- **What you have to do**:
Answer with the number of lines in the records that contain "radar" and with nothing else.

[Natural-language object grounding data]
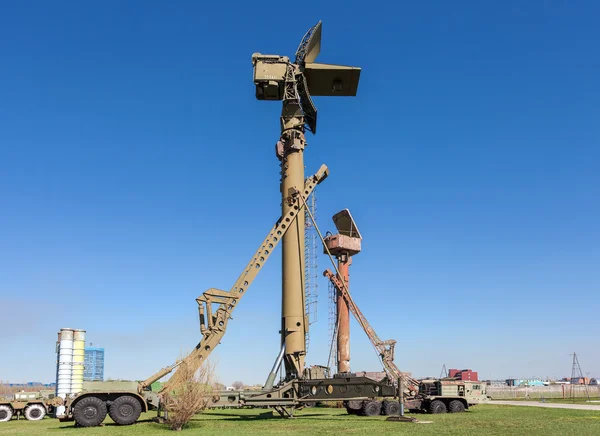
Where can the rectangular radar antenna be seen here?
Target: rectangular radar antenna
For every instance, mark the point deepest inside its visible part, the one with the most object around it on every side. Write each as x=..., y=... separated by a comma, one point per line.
x=271, y=74
x=294, y=83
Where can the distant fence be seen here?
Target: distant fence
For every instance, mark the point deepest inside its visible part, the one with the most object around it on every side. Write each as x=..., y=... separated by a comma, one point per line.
x=551, y=391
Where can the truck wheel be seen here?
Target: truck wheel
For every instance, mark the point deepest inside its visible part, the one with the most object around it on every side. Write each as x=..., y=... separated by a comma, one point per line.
x=437, y=406
x=456, y=406
x=125, y=410
x=371, y=408
x=391, y=408
x=89, y=412
x=5, y=413
x=354, y=407
x=34, y=412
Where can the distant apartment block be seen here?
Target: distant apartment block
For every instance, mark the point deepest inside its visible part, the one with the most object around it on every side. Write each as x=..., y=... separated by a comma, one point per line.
x=94, y=364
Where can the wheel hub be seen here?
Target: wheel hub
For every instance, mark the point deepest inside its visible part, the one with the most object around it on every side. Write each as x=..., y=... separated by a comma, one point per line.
x=90, y=412
x=125, y=410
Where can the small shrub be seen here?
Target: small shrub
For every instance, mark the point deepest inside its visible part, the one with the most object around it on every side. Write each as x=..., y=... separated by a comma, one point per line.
x=191, y=397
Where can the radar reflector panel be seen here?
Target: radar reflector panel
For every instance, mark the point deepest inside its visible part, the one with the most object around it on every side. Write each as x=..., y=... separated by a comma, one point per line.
x=345, y=224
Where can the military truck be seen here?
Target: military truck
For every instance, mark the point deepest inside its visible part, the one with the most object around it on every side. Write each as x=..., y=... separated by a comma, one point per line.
x=32, y=405
x=434, y=396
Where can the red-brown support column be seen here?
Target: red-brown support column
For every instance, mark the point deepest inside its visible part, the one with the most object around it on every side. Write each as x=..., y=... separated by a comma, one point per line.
x=343, y=317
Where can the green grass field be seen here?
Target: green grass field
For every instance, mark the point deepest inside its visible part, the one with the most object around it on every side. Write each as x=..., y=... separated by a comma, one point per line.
x=482, y=420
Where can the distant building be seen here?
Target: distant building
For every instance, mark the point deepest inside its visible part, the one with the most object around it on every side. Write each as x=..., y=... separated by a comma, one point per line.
x=463, y=374
x=94, y=364
x=523, y=382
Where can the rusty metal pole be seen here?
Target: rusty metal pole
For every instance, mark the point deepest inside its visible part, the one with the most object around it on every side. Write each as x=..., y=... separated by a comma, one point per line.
x=343, y=316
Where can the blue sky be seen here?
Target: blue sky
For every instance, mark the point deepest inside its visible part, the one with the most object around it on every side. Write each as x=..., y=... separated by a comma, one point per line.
x=137, y=170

- **Task response**:
4